How to complete this task ▸ Across the following data, state how many lines include the word "green". Provide the number alone.

Information given ▸
-*-
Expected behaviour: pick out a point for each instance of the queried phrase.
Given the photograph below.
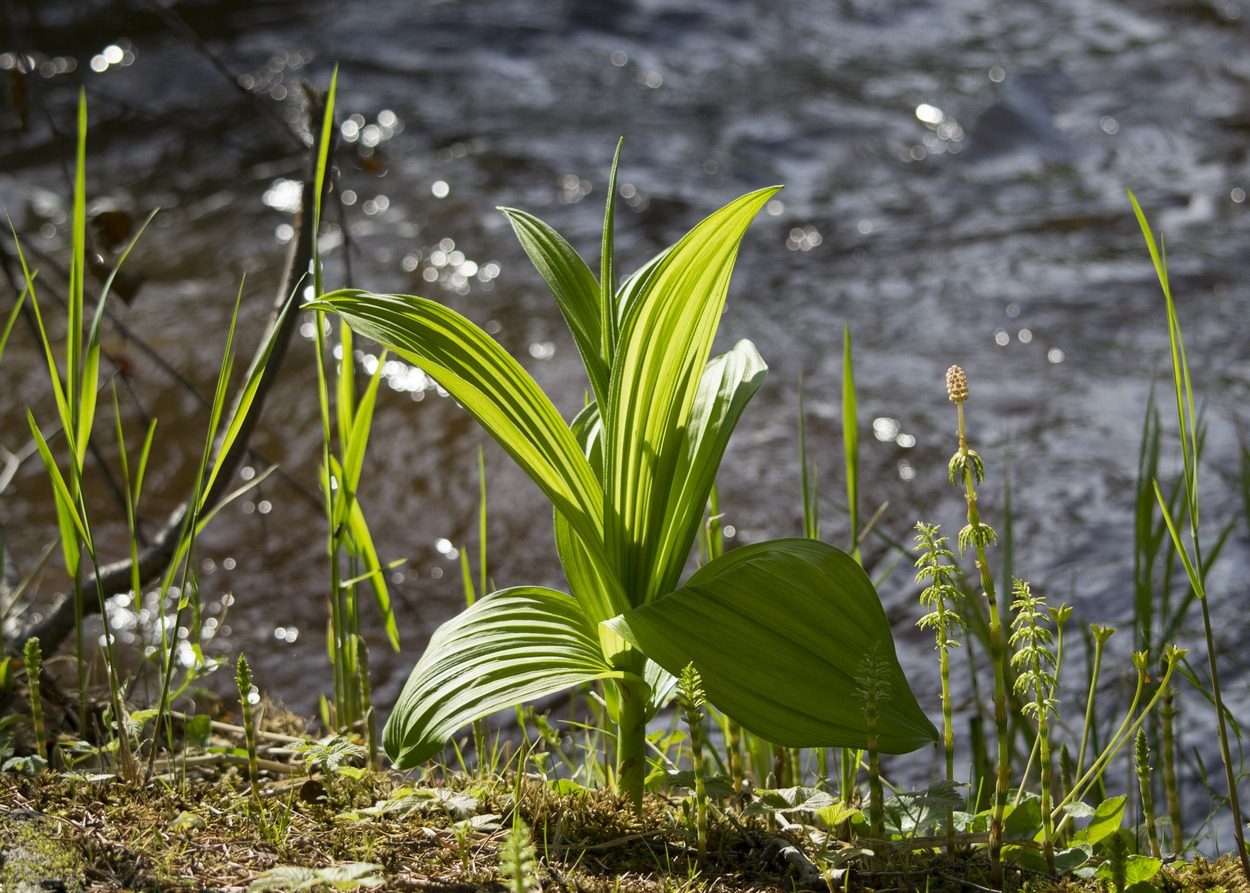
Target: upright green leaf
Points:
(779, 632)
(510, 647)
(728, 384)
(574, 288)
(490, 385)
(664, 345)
-*-
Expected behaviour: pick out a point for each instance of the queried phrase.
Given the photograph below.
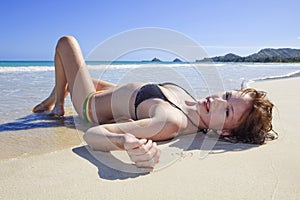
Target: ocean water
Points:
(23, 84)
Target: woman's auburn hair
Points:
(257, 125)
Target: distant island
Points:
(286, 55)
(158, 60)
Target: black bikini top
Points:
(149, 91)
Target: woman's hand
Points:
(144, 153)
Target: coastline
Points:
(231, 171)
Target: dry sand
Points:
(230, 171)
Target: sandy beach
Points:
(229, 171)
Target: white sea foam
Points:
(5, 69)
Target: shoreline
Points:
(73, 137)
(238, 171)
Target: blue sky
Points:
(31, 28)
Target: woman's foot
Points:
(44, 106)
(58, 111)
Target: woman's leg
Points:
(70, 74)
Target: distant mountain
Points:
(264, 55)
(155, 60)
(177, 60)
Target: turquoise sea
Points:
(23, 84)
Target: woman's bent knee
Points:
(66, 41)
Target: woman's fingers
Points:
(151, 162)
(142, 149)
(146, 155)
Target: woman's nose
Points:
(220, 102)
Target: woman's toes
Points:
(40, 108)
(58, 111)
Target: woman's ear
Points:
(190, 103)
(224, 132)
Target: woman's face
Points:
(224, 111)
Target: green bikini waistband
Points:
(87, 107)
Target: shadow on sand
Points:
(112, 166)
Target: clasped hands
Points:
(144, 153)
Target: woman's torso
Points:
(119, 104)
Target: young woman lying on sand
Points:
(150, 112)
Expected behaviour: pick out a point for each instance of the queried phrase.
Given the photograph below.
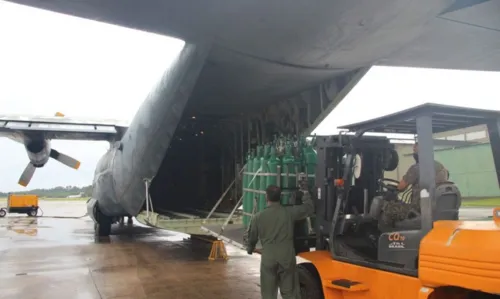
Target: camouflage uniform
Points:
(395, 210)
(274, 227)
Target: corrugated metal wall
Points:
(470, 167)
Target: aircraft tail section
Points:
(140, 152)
-*-
Result of the exercise ▸ 2